[What to produce]
If a line in the records contains the string "below", show that line.

Records from a data source:
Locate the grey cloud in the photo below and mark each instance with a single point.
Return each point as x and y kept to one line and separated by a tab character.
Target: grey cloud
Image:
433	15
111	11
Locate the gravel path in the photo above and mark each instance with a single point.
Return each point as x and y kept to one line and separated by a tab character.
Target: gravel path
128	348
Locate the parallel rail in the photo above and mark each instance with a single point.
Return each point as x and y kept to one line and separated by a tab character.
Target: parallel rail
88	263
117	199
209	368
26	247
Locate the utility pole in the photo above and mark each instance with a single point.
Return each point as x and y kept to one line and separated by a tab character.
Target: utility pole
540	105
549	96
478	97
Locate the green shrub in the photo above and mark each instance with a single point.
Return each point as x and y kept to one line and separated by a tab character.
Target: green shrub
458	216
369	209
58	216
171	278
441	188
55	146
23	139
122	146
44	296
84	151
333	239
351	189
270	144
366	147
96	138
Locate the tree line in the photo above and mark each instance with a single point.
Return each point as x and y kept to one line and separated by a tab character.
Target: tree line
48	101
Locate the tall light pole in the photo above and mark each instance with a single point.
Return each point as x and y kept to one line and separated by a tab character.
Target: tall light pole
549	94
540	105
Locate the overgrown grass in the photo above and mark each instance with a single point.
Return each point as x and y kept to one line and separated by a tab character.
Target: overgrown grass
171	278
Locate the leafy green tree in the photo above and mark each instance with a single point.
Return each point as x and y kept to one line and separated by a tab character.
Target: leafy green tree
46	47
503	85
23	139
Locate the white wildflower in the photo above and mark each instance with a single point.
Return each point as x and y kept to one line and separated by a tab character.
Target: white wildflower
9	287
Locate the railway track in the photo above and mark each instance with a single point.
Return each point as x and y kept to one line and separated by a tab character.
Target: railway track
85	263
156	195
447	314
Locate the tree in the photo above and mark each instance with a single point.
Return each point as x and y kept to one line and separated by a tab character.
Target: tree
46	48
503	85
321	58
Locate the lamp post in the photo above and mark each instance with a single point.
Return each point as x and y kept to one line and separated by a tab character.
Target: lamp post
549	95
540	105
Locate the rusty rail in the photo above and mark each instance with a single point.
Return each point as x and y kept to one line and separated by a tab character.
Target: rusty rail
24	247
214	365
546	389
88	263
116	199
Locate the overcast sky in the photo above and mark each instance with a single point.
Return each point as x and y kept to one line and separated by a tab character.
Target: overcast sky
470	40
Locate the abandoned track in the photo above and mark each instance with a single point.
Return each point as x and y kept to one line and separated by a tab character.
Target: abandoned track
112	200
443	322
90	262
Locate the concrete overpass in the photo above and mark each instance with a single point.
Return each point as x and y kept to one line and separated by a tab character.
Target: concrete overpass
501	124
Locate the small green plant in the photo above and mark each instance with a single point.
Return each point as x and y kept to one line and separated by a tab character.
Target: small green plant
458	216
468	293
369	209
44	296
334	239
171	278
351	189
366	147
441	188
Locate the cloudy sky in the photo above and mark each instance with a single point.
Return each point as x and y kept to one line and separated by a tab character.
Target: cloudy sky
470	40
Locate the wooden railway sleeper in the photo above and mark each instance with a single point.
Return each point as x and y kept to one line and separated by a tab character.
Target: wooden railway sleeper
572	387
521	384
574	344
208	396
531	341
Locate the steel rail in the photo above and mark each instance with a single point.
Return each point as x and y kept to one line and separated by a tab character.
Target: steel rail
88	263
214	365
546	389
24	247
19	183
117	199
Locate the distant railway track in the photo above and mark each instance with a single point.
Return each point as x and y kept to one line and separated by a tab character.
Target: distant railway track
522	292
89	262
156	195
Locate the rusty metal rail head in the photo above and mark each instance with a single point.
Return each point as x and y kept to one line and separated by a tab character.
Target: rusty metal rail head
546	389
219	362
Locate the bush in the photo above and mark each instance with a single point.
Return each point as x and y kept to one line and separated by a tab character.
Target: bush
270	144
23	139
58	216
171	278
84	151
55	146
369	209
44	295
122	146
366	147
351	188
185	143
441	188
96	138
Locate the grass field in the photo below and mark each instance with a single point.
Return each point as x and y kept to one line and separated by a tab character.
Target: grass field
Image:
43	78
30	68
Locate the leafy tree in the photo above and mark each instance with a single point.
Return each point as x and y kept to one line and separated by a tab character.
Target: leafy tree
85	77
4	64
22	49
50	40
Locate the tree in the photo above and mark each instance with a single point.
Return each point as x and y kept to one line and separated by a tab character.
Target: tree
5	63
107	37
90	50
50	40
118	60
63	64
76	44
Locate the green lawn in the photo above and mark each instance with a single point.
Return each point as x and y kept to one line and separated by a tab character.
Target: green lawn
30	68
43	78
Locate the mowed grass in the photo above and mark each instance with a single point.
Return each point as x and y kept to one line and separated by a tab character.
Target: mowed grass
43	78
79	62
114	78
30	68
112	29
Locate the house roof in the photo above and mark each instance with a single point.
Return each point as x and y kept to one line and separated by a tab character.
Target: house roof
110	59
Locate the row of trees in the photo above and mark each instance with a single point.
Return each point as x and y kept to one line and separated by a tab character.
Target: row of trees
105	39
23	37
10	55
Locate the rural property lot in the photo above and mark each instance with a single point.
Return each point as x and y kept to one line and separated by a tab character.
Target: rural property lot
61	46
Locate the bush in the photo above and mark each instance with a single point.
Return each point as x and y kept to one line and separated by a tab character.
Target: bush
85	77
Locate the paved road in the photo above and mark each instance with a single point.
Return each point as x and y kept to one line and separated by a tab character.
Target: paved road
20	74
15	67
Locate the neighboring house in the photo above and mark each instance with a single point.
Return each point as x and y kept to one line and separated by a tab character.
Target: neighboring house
...
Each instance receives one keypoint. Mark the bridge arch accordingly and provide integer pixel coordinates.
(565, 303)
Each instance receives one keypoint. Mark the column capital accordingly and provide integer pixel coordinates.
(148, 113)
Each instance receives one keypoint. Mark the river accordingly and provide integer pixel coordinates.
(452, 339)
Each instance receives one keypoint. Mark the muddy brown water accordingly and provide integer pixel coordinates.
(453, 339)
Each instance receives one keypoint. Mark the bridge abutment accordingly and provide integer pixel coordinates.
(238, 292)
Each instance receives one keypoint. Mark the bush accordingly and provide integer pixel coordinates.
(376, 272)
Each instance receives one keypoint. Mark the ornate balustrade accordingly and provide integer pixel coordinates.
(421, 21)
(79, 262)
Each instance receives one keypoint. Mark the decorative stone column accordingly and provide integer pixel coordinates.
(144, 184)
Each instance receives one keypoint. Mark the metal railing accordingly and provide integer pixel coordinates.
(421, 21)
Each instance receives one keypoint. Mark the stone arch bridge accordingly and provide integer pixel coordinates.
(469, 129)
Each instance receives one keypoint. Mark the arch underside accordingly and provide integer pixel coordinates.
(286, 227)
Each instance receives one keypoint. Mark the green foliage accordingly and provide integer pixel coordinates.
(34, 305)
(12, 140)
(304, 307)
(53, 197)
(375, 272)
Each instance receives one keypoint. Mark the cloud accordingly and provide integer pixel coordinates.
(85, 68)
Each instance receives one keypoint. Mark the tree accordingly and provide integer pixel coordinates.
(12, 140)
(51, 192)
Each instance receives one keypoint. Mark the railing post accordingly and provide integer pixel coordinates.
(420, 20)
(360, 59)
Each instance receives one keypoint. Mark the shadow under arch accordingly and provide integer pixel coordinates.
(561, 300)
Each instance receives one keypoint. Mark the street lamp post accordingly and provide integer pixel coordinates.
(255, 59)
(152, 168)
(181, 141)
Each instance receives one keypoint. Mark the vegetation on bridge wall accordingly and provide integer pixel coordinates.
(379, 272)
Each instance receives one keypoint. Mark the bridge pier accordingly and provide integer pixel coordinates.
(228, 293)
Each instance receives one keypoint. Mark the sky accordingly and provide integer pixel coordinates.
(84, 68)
...
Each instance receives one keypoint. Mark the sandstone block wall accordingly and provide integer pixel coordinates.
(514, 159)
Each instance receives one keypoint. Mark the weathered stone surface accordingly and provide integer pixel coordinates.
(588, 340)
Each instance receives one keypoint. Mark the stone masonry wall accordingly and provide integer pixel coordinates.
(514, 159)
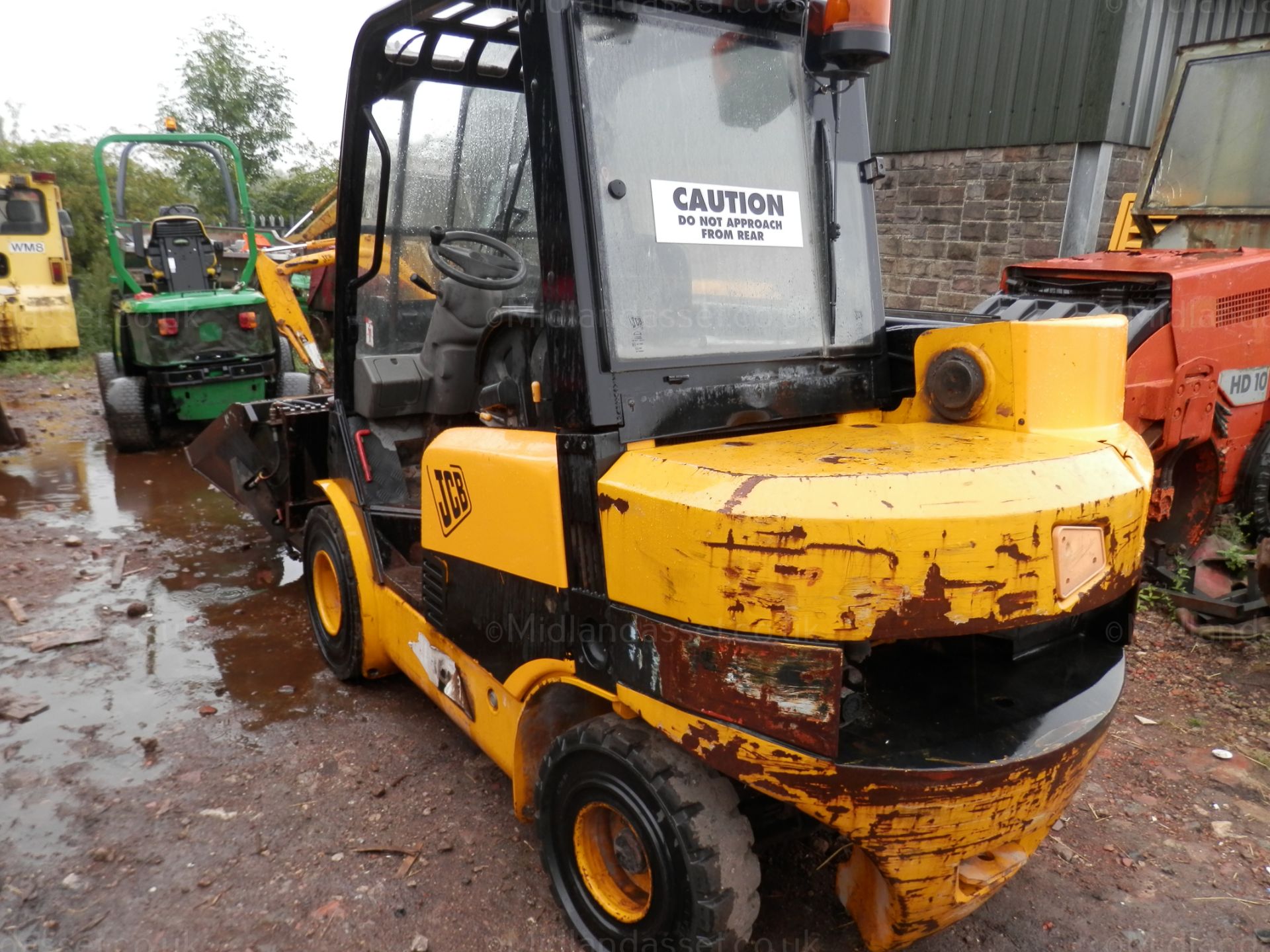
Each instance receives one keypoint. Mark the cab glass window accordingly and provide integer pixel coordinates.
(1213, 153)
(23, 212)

[Exercise output]
Locate the grey cloud in the photo below and mark each instance with a single point.
Locate the grass field in the photo below and mark each instance with a single point.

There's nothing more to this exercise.